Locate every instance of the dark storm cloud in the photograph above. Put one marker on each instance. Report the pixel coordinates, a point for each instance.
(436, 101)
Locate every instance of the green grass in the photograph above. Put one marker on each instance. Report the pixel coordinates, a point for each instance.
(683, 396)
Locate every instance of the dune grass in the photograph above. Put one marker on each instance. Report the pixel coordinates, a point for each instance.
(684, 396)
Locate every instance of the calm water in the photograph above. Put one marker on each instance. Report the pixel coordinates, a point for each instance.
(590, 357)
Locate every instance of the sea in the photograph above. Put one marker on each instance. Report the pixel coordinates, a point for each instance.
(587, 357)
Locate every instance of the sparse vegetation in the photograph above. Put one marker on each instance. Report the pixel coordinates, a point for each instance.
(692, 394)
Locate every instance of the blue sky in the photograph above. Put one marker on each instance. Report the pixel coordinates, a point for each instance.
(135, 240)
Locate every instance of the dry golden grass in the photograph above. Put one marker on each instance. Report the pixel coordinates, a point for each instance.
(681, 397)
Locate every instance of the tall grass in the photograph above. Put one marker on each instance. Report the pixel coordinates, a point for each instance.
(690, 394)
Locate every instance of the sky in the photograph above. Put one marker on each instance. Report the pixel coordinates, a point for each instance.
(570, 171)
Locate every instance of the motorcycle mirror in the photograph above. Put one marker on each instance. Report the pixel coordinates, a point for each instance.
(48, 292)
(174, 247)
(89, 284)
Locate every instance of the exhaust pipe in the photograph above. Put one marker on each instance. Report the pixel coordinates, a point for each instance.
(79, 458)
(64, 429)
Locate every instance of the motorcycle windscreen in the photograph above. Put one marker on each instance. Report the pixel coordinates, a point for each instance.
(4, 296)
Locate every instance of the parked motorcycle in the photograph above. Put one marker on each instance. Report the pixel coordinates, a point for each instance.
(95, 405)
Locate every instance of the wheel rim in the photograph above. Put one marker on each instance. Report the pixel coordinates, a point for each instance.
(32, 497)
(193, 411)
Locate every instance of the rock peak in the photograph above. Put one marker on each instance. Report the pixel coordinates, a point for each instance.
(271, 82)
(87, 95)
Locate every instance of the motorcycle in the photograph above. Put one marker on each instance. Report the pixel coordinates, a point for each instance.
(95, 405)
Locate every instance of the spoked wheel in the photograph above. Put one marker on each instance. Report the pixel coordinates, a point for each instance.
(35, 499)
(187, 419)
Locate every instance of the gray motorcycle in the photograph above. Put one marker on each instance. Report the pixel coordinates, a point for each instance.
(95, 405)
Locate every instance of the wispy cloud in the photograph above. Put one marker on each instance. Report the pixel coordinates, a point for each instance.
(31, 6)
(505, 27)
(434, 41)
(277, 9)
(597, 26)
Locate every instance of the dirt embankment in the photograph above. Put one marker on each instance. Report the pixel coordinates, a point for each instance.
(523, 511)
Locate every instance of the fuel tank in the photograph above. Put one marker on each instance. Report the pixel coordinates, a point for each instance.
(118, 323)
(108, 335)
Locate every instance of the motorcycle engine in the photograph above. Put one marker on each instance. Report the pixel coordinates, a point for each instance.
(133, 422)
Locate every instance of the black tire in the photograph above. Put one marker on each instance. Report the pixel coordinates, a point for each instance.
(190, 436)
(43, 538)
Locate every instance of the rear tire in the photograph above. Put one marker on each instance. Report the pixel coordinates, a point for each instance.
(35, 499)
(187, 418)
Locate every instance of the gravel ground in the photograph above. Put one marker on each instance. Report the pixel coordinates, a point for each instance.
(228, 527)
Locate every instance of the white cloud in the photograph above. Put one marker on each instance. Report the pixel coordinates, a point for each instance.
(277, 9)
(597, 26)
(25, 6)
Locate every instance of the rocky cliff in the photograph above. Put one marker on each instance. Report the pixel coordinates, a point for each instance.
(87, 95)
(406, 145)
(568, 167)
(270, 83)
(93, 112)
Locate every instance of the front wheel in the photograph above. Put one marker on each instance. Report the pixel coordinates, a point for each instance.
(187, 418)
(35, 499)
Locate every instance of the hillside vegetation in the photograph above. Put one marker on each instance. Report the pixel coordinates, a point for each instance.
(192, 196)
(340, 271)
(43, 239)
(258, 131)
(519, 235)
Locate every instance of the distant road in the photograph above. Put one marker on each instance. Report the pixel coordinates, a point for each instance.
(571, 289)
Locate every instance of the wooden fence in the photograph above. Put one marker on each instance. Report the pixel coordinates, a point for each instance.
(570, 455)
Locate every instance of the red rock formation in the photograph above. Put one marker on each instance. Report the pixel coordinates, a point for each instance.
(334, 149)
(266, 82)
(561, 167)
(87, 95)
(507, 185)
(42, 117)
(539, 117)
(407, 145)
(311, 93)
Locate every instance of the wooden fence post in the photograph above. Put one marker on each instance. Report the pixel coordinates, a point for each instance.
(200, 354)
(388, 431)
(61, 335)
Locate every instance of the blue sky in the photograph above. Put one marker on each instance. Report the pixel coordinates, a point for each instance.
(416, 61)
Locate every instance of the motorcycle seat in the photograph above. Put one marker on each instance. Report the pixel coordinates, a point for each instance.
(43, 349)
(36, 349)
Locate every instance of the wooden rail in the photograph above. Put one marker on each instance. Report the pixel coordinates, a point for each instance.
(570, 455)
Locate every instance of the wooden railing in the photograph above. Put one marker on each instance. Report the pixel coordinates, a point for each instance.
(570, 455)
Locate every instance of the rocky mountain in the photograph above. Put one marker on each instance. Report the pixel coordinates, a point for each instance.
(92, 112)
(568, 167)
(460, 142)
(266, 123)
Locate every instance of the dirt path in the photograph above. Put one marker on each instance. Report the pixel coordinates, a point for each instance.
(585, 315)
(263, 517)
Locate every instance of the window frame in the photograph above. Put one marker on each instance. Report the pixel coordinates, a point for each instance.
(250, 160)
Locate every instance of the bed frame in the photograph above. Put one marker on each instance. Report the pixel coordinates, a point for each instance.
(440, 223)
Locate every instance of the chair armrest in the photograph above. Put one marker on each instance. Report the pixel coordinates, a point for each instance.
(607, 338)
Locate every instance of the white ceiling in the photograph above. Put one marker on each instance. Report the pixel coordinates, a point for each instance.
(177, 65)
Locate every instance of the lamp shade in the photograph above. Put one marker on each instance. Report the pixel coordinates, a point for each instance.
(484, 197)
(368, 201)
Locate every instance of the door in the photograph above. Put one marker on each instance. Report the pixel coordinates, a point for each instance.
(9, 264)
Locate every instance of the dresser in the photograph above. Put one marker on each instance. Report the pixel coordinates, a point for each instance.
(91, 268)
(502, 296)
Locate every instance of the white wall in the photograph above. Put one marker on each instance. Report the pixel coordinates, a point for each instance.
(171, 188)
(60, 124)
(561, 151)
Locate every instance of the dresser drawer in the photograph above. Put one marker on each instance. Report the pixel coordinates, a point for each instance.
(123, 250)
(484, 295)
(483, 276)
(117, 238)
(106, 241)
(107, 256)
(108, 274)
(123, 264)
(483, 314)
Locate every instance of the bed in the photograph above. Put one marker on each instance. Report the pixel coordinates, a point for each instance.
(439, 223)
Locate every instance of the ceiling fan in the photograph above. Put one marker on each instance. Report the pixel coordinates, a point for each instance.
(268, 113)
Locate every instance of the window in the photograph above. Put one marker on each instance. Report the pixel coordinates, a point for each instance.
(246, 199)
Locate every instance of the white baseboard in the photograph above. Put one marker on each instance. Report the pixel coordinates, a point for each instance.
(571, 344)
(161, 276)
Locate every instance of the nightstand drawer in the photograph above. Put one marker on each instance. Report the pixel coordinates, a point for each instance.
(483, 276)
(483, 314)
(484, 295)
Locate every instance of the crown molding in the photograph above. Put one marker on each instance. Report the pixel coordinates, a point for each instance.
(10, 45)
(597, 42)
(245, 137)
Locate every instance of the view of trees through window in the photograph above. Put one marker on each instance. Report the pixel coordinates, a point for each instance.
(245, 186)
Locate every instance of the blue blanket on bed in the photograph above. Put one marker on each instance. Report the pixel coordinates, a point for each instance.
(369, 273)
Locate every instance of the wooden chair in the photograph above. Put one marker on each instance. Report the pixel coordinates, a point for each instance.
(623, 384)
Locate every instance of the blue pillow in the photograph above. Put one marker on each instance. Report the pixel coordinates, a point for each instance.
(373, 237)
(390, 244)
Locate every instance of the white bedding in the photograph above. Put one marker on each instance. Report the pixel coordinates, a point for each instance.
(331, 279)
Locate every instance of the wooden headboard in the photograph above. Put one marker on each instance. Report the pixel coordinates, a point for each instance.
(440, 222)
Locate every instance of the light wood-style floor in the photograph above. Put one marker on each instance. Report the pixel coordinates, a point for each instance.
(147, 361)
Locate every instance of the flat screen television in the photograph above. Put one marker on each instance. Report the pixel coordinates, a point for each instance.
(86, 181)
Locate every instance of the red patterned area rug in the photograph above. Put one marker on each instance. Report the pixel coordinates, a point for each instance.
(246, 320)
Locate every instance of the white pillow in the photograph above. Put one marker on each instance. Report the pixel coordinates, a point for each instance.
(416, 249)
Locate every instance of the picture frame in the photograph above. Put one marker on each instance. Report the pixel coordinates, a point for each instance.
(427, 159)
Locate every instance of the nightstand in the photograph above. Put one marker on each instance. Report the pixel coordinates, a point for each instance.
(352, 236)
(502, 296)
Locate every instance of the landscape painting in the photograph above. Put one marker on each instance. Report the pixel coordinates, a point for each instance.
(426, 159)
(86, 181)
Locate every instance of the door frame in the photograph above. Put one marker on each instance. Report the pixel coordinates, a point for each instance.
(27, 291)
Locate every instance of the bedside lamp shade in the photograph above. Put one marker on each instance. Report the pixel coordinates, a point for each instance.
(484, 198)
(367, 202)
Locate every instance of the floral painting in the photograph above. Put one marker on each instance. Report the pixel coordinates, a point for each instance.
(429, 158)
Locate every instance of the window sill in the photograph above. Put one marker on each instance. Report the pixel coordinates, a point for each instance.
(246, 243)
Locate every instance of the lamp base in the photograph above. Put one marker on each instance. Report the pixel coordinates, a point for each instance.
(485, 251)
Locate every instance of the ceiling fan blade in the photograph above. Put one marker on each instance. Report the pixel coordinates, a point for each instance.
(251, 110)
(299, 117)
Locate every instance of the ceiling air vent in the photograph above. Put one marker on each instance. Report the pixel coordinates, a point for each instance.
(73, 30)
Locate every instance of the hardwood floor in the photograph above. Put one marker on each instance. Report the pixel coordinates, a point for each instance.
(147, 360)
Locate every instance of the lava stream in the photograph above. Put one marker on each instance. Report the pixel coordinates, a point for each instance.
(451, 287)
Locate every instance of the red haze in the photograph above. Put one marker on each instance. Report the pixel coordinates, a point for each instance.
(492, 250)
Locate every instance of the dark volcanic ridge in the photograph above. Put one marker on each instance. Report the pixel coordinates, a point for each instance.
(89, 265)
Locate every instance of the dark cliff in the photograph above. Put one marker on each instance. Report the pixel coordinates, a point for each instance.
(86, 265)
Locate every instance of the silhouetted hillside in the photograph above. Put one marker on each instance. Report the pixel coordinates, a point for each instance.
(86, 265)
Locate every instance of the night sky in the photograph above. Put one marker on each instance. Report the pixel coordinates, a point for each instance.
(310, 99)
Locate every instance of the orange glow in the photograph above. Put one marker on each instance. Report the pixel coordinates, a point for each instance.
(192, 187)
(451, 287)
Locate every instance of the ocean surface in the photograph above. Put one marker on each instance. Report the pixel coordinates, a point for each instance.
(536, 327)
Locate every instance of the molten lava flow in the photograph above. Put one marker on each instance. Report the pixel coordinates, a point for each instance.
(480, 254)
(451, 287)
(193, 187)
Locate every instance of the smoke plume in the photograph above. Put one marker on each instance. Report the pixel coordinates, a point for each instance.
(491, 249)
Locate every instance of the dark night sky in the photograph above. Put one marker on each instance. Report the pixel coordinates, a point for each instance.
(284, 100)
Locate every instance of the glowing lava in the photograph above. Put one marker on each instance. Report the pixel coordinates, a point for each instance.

_ _ _ _ _ _ _

## WHAT IS EXPECTED
Retype exactly, please, each line from the line that contains "Locate every instance of the molten" through the last line of the entries above, with nothing added.

## CORRECT RESPONSE
Locate every instance of the molten lava flow in the photograph above. Put one marker on each instance. Report the pixel coordinates, a point for each instance.
(480, 254)
(451, 287)
(193, 187)
Locate every instance of the smoke plume in the photograph above. Put one marker on each instance. Report the pixel coordinates, a point for each instance.
(491, 249)
Locate every instance of the dark night sky in the photograph above. Put one marker on each instance. Report the pixel coordinates, a point for each instance.
(284, 100)
Locate every instance of the glowing lava in the photograph above. Put one marker on each instance. Report the pixel coordinates, a point for each instance.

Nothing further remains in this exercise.